***** Source

Page:Revue des Deux Mondes - 1850 - tome 5.djvu/961

La bibliothèque libre.
Le texte de cette page a été corrigé et est conforme au fac-similé.

Mlle Sontag s’est essayée dans tous les genres. Née en Allemagne au commencement de ce siècle tumultueux, elle a été nourrie de la musique vigoureuse et puissante de la nouvelle école allemande, et a obtenu ses premiers succès dans les chefs-d’œuvre de Weber. À Paris, elle a abordé successivement les rôles de Desdemona, de Semiramide et celui de dona Anna dans le chef-d’œuvre de Mozart. Malgré l’enthousiasme qu’elle paraît avoir excité parmi ses compatriotes par la manière dont elle a su rendre l’inspiration dramatique de Weber, enthousiasme dont on peut trouver l’écho dans les œuvres de Louis Boerne ; malgré les qualités brillantes qu’elle a déployées dans le rôle de Desdemona et surtout dans celui de dona Anna, qui lui fut imposé presque par la jalousie de Mme Malibran, c’est dans la musique légère et dans le style tempéré que Mlle Sontag trouvait sa véritable supériorité. Le rôle de Rosine du Barbier de Séville, celui de Ninette de la Gazza Ladra, d’Aménaide de Tancredi et d’Elena de la Donna del Lago, ont été ses plus belles conquêtes. Le cri pathétique ne pouvait pas s’échapper de ces lèvres fines où brillaient la morbidesse et le demi-sourire de la grace ; l’explosion du sentiment ne venait jamais altérer les lignes pures de son visage ni colorer de pourpre cette peau blanche et lisse comme du satin. Non, dans ce corps élégant qui fuyait devant le regard avide comme une vapeur légère, la nature n’avait point déposé de germes créateurs. L’étincelle électrique, en traversant ce cœur placide, n’y allumait jamais le foyer divin et n’y faisait point éclater les magnifiques tempêtes de la passion. Voilà pourquoi aussi Mlle Sontag a consenti à courber sa tête charmante sous le joug de l’hyménée et à descendre d’un trône où elle s’était élevée par la toute-puissance du talent pour devenir la comtesse de Rossi. Qui sait pourtant si des regrets amers ne sont pas venus depuis troubler le repos qu’elle s’était promis ? qui sait si Mme l’ambassadrice, au milieu des tristesses de la grandeur, n’a pas jeté un regard mélancolique sur les belles années de sa jeunesse, alors que tout, un peuple d’admirateurs la couronnait de roses et d’immortelles ? M. Auber et M. Scribe, dans leur joli opéra de l’Ambassadrice, ne nous auraient-ils pas raconté L’histoire de Mlle Sontag devenue la comtesse de Rossi ?

**********
***** Enregistrements du jeu

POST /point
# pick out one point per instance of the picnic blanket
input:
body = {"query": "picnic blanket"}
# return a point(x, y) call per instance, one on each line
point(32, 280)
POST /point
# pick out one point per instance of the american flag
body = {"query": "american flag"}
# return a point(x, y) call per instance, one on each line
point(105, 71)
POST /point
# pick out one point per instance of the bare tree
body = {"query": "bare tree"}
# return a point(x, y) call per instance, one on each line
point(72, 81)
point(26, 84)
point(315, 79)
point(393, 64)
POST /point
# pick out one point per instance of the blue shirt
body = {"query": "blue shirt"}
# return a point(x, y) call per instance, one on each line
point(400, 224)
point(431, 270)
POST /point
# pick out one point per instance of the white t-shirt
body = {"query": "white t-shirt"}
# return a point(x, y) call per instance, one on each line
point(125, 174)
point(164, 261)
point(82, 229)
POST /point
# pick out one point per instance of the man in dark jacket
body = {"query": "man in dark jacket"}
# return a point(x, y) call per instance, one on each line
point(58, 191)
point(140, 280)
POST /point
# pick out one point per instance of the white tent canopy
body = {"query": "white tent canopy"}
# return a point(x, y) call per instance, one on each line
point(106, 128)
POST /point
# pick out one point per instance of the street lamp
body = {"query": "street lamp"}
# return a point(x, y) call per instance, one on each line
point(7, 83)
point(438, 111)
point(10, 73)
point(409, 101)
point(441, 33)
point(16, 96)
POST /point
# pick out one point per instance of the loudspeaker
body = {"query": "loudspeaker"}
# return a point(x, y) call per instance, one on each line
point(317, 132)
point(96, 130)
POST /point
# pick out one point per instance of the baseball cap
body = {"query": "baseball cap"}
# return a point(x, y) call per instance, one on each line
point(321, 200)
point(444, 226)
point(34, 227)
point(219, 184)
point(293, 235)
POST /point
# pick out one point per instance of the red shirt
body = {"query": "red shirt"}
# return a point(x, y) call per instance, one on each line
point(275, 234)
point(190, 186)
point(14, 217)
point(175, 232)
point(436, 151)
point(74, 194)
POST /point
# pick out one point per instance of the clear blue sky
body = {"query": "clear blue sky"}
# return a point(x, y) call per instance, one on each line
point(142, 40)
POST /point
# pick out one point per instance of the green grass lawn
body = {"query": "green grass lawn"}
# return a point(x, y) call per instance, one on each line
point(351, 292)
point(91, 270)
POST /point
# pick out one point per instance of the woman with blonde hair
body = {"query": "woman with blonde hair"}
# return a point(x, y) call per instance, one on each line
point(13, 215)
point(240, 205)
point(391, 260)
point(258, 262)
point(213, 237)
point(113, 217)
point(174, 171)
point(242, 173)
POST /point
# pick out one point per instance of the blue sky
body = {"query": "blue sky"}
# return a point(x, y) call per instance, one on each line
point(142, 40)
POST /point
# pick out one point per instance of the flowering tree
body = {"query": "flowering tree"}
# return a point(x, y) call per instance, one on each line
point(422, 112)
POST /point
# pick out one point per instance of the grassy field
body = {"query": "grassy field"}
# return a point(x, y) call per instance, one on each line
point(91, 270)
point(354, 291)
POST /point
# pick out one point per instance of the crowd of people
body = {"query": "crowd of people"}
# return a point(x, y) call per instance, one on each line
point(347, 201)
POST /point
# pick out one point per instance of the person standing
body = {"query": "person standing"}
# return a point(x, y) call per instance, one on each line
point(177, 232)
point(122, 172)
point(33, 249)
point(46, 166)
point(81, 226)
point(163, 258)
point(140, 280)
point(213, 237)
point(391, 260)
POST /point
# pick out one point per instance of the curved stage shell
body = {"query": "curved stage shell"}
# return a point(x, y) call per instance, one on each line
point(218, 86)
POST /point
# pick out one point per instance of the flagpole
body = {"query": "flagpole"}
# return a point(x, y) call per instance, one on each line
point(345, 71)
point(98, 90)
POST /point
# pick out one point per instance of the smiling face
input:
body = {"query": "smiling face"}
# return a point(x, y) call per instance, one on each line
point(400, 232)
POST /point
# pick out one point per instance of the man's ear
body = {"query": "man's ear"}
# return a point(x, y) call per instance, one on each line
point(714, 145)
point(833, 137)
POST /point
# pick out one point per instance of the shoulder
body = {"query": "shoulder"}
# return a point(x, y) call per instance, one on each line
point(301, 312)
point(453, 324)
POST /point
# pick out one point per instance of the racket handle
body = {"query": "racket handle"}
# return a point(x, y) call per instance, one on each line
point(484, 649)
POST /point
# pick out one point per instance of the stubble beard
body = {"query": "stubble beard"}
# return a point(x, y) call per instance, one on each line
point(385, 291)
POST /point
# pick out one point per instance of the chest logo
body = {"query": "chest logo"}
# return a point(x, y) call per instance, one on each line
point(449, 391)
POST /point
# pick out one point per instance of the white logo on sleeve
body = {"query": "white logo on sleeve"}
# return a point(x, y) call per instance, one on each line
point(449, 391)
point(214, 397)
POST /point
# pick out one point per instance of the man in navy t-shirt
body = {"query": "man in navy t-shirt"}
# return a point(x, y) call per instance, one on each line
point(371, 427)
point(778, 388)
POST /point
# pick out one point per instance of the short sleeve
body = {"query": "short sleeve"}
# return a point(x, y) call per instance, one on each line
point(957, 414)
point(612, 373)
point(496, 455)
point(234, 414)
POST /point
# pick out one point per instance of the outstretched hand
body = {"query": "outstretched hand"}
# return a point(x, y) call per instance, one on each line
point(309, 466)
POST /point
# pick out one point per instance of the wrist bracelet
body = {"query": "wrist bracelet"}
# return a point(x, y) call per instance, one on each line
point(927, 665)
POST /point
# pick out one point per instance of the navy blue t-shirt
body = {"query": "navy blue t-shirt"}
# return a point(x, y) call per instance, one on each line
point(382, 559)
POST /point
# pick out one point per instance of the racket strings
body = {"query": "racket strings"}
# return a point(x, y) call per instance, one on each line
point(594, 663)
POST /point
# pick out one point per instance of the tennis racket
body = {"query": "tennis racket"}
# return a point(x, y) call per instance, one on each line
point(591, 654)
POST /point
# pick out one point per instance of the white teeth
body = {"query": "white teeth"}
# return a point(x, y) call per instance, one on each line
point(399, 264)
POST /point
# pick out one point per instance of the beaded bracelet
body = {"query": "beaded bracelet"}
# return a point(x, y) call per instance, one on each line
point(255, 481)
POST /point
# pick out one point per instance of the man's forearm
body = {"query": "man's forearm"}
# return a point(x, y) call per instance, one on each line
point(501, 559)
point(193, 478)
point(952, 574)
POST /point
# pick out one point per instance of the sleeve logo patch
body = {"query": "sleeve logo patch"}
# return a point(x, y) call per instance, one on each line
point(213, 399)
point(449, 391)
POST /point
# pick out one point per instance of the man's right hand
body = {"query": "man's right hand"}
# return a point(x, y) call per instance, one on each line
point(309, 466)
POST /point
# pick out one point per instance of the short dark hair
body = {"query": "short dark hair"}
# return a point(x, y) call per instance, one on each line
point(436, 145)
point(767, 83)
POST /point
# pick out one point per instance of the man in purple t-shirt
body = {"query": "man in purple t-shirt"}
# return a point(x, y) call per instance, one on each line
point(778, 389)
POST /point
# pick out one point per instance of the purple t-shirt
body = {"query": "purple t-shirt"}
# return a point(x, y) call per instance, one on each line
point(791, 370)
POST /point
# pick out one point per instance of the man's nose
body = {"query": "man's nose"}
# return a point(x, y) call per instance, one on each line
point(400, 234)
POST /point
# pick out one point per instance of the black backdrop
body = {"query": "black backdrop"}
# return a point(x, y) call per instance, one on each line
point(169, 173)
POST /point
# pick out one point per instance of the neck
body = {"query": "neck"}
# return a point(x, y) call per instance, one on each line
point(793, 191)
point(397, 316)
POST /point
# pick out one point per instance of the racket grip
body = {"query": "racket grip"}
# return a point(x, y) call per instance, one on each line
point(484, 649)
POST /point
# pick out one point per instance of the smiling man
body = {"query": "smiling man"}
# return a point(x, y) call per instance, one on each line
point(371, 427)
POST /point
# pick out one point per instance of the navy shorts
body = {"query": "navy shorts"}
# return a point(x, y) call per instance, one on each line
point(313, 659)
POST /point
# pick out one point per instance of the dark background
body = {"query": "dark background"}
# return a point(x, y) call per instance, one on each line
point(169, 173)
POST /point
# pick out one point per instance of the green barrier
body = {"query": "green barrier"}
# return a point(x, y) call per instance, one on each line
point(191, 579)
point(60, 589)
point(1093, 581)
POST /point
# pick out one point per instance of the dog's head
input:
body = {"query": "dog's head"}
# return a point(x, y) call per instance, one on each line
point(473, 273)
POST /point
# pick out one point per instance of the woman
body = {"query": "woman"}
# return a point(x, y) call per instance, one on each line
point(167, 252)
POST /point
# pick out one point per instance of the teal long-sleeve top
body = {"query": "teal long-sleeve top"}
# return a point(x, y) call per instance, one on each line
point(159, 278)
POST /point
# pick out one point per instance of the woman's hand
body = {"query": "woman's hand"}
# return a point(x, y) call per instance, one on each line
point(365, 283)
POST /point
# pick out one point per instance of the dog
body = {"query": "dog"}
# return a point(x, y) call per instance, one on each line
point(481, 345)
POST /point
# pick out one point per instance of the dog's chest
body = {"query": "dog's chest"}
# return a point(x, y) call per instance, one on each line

**********

- [Consigne] Indiquez si chaque affirmation s'accorde avec le texte sur Mlle Sontag, en répondant par oui ou non et en citant mot pour mot le passage qui en décide. (a) Mlle Sontag est née en Allemagne. (b) Elle a obtenu ses premiers succès dans les œuvres de Mozart. (c) Sa véritable supériorité se trouvait dans la musique légère.

- [Réponse]
(a) Oui : « Née en Allemagne au commencement de ce siècle tumultueux ».
(b) Non : « a obtenu ses premiers succès dans les chefs-d’œuvre de Weber ».
(c) Oui : « c’est dans la musique légère et dans le style tempéré que Mlle Sontag trouvait sa véritable supériorité ».